[What to do] Output the line containing "countertop in the picture above?" exactly. Do the same for every line after it through the end of the material, and output nothing else.

----- Supplied records -----

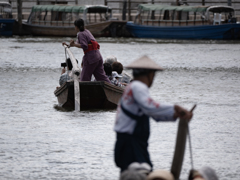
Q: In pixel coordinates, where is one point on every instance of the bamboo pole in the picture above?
(180, 147)
(76, 71)
(19, 8)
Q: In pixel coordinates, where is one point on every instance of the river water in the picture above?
(39, 141)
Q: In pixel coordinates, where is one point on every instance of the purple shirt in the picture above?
(84, 38)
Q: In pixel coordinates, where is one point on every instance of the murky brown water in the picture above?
(38, 141)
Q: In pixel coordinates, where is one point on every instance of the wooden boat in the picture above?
(6, 20)
(184, 22)
(58, 20)
(93, 95)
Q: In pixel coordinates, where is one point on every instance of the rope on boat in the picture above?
(76, 71)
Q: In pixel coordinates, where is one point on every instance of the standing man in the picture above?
(136, 106)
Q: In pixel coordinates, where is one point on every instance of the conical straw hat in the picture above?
(144, 62)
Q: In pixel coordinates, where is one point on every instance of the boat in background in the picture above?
(6, 20)
(184, 22)
(58, 20)
(93, 95)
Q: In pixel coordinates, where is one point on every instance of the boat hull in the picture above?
(97, 29)
(6, 27)
(224, 31)
(93, 95)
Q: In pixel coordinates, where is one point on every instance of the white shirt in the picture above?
(136, 99)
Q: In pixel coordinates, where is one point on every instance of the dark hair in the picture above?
(69, 63)
(80, 24)
(141, 72)
(107, 69)
(117, 66)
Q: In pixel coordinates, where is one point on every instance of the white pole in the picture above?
(76, 71)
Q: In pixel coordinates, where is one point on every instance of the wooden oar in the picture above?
(76, 73)
(180, 147)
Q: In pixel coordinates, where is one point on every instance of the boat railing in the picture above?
(172, 22)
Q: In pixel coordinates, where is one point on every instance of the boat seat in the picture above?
(217, 18)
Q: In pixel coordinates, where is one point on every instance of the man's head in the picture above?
(79, 25)
(117, 66)
(108, 69)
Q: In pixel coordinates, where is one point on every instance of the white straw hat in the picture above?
(144, 62)
(163, 174)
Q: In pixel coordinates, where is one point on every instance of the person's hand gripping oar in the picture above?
(185, 116)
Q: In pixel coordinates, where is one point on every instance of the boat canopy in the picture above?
(5, 9)
(72, 8)
(161, 7)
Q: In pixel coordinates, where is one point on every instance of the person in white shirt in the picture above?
(132, 120)
(66, 75)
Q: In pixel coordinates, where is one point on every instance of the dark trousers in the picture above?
(95, 69)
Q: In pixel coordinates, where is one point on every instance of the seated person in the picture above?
(118, 67)
(113, 80)
(110, 60)
(67, 75)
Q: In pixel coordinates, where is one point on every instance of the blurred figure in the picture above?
(112, 75)
(160, 175)
(205, 173)
(92, 62)
(118, 67)
(110, 60)
(67, 75)
(132, 125)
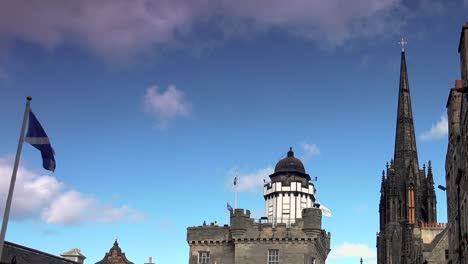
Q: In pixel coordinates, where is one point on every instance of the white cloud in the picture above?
(251, 182)
(310, 150)
(437, 131)
(44, 198)
(100, 27)
(351, 250)
(165, 105)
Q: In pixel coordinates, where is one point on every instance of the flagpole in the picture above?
(235, 192)
(13, 177)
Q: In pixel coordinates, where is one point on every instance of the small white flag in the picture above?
(325, 210)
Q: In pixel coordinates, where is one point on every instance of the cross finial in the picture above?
(403, 42)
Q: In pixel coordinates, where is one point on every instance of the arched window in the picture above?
(411, 216)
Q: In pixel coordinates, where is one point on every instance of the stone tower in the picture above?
(407, 201)
(291, 234)
(289, 192)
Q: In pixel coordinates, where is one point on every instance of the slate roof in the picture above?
(115, 256)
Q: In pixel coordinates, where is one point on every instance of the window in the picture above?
(203, 257)
(273, 256)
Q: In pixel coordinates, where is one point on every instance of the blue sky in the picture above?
(151, 112)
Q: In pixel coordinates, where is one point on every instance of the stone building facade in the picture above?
(409, 232)
(456, 163)
(291, 233)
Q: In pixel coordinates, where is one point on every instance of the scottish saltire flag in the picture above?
(37, 137)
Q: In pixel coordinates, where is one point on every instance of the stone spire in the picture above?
(405, 140)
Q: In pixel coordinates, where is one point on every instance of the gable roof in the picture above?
(115, 256)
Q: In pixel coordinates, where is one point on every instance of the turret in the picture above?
(289, 192)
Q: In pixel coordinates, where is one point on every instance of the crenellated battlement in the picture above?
(295, 186)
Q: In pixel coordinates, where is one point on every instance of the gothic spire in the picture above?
(405, 140)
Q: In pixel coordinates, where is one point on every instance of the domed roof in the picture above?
(290, 163)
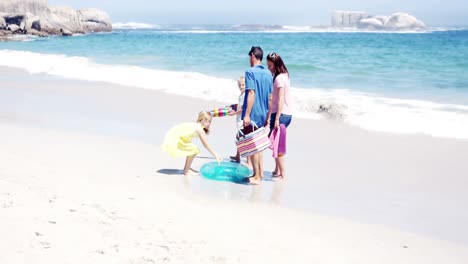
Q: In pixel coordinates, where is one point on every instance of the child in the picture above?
(178, 141)
(238, 113)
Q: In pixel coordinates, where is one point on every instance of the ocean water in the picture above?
(399, 82)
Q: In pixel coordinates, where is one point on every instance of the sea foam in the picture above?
(366, 110)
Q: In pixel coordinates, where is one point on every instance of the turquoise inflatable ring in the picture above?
(225, 171)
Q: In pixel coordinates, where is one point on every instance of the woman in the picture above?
(279, 112)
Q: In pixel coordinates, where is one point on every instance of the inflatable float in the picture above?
(225, 171)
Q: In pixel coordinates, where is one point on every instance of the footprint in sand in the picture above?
(6, 201)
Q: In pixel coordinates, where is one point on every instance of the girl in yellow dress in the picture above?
(178, 140)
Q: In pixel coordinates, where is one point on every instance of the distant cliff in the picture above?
(360, 19)
(37, 18)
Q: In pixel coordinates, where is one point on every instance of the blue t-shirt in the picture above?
(260, 80)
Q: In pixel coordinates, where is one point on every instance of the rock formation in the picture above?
(37, 18)
(362, 20)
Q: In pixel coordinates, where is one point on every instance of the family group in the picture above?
(264, 102)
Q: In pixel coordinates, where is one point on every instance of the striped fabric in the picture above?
(223, 111)
(253, 142)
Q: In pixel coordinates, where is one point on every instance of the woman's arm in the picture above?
(281, 96)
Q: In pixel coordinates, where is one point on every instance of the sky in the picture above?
(290, 12)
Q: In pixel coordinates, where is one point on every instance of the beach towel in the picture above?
(253, 142)
(223, 111)
(278, 141)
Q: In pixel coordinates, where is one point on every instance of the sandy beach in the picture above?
(83, 180)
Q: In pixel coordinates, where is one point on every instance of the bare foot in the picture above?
(253, 180)
(277, 177)
(190, 173)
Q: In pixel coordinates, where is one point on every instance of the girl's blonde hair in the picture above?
(204, 115)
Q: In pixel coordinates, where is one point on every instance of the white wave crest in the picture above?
(369, 111)
(134, 25)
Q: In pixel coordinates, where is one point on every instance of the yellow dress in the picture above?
(178, 140)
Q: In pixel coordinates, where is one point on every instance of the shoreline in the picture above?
(93, 150)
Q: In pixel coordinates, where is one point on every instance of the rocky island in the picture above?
(36, 17)
(362, 20)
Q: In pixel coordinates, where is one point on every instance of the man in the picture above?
(258, 87)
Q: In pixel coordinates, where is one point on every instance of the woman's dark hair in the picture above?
(280, 67)
(257, 52)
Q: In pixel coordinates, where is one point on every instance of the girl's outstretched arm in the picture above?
(204, 141)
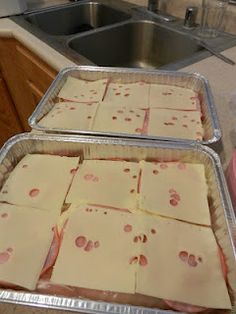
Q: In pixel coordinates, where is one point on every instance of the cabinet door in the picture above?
(9, 120)
(27, 77)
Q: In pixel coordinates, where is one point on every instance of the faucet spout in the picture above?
(153, 8)
(153, 5)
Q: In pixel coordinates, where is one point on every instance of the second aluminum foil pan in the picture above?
(223, 219)
(194, 81)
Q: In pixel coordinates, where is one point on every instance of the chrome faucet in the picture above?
(153, 7)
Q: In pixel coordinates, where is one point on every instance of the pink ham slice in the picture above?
(53, 252)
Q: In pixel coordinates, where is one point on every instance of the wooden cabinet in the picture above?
(26, 75)
(9, 120)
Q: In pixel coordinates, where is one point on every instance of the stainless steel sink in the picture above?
(76, 18)
(118, 33)
(141, 44)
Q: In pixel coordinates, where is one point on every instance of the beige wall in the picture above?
(178, 8)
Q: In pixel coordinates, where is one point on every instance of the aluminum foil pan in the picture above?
(223, 219)
(194, 81)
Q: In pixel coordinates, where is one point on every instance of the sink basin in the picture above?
(140, 44)
(76, 18)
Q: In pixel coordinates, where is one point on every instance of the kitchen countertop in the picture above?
(222, 81)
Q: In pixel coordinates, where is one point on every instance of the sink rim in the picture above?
(136, 14)
(55, 11)
(191, 43)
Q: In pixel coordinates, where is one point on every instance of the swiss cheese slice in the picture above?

-----

[Result]
Q: In pixel coordinates, where is one point on every instance of the kitchen countertop in the picture above?
(222, 81)
Q: In pixel coordinates, where is one point on every instance of the sink rim in the picture above?
(136, 14)
(55, 11)
(191, 43)
Q: In pixel coordinates, where is one point on every instance of the swiss cheese slice in the picture above?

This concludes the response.